[Records shown]
** begin **
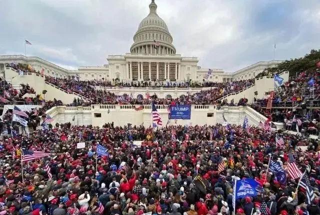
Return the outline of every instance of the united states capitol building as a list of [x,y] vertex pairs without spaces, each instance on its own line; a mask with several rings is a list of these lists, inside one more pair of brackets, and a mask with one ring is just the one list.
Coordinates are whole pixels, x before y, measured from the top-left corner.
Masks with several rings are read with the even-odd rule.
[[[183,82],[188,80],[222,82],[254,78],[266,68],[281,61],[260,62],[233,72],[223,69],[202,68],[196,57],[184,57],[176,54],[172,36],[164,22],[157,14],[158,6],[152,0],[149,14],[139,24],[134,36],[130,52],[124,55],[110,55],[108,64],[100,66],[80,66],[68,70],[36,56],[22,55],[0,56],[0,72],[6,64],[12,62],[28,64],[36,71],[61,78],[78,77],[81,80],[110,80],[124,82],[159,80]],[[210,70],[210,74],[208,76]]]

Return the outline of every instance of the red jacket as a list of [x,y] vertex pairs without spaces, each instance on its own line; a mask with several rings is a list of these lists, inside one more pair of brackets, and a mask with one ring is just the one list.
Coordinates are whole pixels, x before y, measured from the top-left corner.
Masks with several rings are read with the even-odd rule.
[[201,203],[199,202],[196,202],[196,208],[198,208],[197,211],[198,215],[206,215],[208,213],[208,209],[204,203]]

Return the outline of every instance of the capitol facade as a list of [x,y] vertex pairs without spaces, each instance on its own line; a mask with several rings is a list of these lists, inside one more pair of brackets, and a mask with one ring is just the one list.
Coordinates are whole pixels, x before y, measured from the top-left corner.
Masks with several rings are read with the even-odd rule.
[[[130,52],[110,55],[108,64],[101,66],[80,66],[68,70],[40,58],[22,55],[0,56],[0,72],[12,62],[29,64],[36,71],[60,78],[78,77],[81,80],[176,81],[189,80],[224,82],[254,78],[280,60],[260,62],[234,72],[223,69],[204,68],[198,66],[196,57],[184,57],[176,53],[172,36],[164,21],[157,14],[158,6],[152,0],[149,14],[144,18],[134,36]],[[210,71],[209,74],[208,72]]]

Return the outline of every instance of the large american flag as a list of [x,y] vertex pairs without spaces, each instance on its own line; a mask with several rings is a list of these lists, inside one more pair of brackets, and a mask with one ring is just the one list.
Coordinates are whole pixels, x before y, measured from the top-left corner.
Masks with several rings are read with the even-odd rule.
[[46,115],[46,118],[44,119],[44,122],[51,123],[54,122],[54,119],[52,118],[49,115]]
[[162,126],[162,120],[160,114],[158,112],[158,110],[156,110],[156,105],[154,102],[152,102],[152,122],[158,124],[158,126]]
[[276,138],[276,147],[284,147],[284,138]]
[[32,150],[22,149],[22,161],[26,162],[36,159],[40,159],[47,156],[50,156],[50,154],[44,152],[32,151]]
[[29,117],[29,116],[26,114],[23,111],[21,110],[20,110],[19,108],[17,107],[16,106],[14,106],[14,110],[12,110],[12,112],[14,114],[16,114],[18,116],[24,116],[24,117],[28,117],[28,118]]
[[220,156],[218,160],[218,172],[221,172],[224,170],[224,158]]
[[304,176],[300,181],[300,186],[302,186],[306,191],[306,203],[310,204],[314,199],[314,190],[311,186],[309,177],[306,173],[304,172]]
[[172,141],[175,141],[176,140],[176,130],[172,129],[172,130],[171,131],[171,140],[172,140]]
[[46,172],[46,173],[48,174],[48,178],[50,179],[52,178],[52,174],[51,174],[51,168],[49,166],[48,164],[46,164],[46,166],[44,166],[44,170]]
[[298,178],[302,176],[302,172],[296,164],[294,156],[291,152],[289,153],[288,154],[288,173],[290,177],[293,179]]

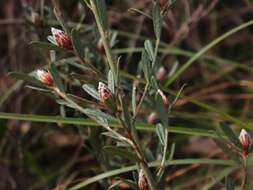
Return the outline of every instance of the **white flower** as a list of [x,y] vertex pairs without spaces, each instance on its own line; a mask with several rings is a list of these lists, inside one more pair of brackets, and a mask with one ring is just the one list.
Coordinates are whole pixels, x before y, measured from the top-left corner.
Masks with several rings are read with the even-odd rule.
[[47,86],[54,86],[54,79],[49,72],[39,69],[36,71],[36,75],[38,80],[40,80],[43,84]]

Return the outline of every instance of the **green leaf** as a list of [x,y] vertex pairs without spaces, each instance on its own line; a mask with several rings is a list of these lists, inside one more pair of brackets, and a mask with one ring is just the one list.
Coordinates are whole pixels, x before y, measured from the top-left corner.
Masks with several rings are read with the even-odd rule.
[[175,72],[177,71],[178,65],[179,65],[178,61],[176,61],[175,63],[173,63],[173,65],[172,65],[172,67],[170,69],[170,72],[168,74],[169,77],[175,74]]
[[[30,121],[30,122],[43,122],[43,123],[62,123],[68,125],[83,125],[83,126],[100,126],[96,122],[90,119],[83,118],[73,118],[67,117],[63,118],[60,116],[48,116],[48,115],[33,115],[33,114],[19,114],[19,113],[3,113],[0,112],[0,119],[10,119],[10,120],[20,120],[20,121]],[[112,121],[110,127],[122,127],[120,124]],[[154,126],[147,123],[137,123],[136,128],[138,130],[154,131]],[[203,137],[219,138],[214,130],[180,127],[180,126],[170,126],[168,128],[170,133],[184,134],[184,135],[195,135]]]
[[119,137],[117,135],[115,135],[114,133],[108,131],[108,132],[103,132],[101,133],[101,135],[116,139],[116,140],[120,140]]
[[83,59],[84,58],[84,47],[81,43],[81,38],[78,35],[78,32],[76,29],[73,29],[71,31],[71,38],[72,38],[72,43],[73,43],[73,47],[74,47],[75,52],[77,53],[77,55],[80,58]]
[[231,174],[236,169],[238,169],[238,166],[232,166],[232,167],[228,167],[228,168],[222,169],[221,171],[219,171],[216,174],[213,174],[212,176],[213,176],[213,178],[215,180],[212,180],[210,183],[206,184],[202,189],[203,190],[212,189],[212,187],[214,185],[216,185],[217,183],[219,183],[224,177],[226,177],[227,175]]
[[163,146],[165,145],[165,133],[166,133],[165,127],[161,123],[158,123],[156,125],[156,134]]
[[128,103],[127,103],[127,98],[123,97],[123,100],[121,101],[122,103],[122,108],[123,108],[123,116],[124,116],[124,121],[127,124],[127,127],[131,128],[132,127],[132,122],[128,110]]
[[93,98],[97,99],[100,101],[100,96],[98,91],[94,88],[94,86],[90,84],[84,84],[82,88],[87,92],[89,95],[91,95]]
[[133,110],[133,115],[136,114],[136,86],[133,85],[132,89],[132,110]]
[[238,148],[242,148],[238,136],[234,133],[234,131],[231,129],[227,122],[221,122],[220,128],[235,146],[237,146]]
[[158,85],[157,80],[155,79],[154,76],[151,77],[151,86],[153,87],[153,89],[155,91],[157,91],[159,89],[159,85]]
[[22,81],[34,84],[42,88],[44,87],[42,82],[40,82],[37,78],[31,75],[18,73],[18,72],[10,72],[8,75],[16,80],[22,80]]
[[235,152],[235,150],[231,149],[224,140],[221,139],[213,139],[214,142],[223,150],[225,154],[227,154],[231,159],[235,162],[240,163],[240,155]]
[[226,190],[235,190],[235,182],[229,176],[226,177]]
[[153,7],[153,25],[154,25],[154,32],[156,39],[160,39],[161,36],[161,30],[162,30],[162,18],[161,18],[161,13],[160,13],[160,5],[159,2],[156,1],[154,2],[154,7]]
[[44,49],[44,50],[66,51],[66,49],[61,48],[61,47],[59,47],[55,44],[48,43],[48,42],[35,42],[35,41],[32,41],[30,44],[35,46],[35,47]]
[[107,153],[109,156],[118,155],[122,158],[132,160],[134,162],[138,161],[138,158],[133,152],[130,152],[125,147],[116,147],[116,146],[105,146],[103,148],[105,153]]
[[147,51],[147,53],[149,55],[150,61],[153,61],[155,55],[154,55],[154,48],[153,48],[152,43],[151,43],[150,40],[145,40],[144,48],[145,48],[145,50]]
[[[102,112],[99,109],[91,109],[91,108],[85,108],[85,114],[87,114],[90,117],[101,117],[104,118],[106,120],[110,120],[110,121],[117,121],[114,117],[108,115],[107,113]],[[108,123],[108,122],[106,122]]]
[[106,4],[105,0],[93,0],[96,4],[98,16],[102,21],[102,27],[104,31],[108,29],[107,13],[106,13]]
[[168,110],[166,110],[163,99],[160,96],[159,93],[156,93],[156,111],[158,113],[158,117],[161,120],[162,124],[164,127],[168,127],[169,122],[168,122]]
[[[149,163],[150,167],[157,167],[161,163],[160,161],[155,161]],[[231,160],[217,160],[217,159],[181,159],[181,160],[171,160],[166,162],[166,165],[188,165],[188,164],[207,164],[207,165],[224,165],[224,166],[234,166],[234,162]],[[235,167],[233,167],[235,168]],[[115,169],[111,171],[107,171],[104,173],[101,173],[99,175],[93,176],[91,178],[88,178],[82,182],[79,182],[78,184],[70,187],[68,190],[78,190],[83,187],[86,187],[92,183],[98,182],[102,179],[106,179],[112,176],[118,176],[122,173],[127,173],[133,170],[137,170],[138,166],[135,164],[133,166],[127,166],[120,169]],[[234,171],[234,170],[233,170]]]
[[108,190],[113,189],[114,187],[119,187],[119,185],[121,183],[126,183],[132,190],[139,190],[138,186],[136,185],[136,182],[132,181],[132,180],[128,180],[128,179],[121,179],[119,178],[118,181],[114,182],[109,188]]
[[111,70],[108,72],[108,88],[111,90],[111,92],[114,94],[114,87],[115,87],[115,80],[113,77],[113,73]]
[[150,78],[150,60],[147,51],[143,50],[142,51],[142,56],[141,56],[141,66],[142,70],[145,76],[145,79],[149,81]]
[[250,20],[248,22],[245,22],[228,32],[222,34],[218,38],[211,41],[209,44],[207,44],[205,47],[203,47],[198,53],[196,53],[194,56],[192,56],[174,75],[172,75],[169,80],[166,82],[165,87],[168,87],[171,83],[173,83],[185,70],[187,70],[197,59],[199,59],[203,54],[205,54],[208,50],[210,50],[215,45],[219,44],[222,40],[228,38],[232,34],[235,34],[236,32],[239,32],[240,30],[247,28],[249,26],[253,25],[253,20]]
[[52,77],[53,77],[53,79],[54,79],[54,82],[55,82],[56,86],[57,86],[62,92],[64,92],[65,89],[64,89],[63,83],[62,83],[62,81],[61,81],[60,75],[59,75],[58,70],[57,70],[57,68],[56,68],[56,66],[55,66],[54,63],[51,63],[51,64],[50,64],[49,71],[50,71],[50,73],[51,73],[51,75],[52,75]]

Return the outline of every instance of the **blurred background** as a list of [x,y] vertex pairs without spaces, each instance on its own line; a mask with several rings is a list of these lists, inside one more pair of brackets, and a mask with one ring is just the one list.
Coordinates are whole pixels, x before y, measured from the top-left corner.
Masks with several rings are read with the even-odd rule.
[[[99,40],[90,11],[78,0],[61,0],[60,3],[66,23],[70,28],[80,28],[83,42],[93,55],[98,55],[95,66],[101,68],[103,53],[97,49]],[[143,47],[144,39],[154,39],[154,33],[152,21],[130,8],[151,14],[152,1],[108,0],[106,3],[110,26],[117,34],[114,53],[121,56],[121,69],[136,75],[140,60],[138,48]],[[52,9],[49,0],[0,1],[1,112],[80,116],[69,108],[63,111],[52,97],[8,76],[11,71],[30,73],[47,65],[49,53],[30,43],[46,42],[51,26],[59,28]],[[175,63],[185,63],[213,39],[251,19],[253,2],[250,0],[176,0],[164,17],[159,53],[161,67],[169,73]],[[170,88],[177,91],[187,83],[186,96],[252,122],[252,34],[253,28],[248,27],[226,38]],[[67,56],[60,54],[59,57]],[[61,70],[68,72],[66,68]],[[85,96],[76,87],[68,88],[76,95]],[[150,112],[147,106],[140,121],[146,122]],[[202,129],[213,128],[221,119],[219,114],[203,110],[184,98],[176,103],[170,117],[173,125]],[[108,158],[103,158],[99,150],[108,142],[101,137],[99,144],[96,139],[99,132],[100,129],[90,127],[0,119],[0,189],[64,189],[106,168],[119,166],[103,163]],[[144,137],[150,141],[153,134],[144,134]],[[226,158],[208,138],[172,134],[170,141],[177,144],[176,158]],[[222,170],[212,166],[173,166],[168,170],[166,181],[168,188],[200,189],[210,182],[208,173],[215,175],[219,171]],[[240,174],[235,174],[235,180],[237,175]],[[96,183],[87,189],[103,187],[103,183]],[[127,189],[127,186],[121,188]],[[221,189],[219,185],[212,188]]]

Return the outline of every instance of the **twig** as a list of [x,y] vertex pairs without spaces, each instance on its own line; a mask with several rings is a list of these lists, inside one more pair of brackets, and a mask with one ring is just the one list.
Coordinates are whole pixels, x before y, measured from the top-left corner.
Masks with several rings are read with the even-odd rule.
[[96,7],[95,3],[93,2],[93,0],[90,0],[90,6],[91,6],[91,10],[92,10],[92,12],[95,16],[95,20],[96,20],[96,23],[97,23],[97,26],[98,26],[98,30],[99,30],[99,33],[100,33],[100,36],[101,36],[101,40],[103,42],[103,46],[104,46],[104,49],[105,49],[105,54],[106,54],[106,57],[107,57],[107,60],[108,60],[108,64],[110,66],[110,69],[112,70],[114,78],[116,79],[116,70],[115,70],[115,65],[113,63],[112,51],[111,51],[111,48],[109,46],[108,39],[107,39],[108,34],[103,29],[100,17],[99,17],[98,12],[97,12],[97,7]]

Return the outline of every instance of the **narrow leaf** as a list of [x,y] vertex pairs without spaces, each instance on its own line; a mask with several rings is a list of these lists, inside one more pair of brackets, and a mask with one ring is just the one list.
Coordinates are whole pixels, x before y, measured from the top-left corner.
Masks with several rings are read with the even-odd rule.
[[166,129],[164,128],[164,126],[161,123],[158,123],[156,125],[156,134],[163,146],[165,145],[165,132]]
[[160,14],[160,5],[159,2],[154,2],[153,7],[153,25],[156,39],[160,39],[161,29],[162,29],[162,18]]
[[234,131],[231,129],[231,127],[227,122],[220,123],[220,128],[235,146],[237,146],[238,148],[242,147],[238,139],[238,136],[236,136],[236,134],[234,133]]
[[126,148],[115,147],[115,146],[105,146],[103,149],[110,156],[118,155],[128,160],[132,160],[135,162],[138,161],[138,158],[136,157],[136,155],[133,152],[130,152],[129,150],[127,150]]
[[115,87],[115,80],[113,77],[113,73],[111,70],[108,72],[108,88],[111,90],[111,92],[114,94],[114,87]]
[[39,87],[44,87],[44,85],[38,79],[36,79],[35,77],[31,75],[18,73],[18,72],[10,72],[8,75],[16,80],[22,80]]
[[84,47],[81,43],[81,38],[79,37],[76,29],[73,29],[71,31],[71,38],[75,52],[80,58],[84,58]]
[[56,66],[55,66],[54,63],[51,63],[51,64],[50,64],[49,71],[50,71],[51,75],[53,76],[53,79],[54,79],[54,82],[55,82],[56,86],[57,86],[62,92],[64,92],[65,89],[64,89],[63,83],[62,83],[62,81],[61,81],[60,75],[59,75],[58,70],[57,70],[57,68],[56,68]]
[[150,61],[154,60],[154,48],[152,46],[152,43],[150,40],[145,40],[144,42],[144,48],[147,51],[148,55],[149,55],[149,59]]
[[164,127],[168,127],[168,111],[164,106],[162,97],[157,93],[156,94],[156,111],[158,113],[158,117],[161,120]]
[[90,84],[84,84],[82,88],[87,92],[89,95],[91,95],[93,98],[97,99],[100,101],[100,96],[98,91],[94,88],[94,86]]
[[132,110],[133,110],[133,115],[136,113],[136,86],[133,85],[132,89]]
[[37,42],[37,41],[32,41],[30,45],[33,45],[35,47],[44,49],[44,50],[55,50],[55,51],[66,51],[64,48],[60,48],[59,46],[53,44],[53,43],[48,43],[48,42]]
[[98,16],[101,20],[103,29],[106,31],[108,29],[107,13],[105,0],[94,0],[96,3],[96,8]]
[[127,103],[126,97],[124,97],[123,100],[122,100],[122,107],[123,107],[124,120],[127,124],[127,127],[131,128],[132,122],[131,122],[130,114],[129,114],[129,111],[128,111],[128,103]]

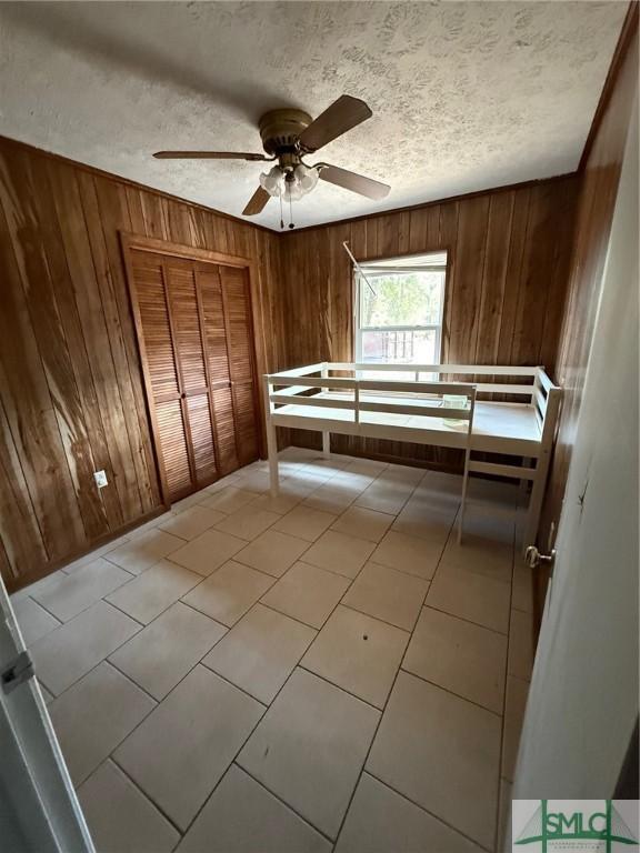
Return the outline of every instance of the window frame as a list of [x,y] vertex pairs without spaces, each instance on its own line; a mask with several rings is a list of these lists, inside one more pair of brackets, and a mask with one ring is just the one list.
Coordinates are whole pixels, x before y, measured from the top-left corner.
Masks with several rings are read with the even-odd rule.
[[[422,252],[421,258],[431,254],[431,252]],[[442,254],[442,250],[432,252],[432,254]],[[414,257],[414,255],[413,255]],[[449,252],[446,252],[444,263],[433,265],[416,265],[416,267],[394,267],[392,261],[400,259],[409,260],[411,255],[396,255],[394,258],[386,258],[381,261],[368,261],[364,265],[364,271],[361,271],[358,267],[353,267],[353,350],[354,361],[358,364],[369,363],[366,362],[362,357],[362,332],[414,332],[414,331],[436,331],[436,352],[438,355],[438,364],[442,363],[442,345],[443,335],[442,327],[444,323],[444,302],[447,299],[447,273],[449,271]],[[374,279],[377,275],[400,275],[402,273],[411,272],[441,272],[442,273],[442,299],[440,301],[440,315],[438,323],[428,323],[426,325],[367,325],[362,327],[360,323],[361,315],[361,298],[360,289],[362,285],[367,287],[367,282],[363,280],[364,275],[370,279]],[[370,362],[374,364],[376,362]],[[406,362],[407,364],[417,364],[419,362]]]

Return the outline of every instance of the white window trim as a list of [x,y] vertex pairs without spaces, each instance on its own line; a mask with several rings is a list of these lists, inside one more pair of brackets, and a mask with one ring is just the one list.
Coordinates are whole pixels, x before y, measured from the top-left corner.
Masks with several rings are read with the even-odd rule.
** end **
[Your goal]
Only the lines from the one holding "Return the outline of every instance of the window" through the end of the listing should be given again, exactly and with both ends included.

[Written answer]
Return the outline of every instance of the window frame as a list of [x,y] vertex pairs without spaces, each instance on its own line; a mask with several rings is a list of these lists, inside one more pair of brackets, and a mask with one ring is just the one list.
Coordinates are whole pixels, x before y, measured from the top-left corner.
Masks with several rings are read with the even-odd rule.
[[[422,252],[421,258],[431,254],[431,252]],[[442,254],[442,250],[432,252],[432,254]],[[414,257],[414,255],[413,255]],[[449,252],[446,252],[444,263],[433,265],[416,265],[416,267],[394,267],[392,261],[400,259],[409,260],[411,255],[396,255],[394,258],[386,258],[381,261],[368,261],[364,265],[364,271],[361,271],[358,267],[353,267],[353,350],[354,361],[358,364],[369,363],[366,362],[362,357],[362,332],[414,332],[414,331],[436,331],[436,352],[438,355],[438,364],[442,363],[442,345],[443,335],[442,327],[444,323],[444,302],[447,299],[447,273],[449,271]],[[374,279],[377,275],[400,275],[402,273],[411,272],[441,272],[442,273],[442,299],[440,301],[440,315],[438,323],[428,323],[426,325],[367,325],[362,327],[360,323],[361,315],[361,298],[360,289],[362,285],[367,287],[367,282],[363,280],[364,275],[370,279]],[[370,362],[374,364],[376,362]],[[406,362],[407,364],[417,364],[419,362]]]

Return the outline of every instance of the white window trim as a list of [x,y] vertex pairs without spaces, each instance on its own line; a mask with several rings is a list of these lists, inside one more pair of brackets, and a mask with one ring is just the one list.
Coordinates are whole pixels, x before y, measured from the top-left corner.
Masks with several rings are read with the even-odd rule.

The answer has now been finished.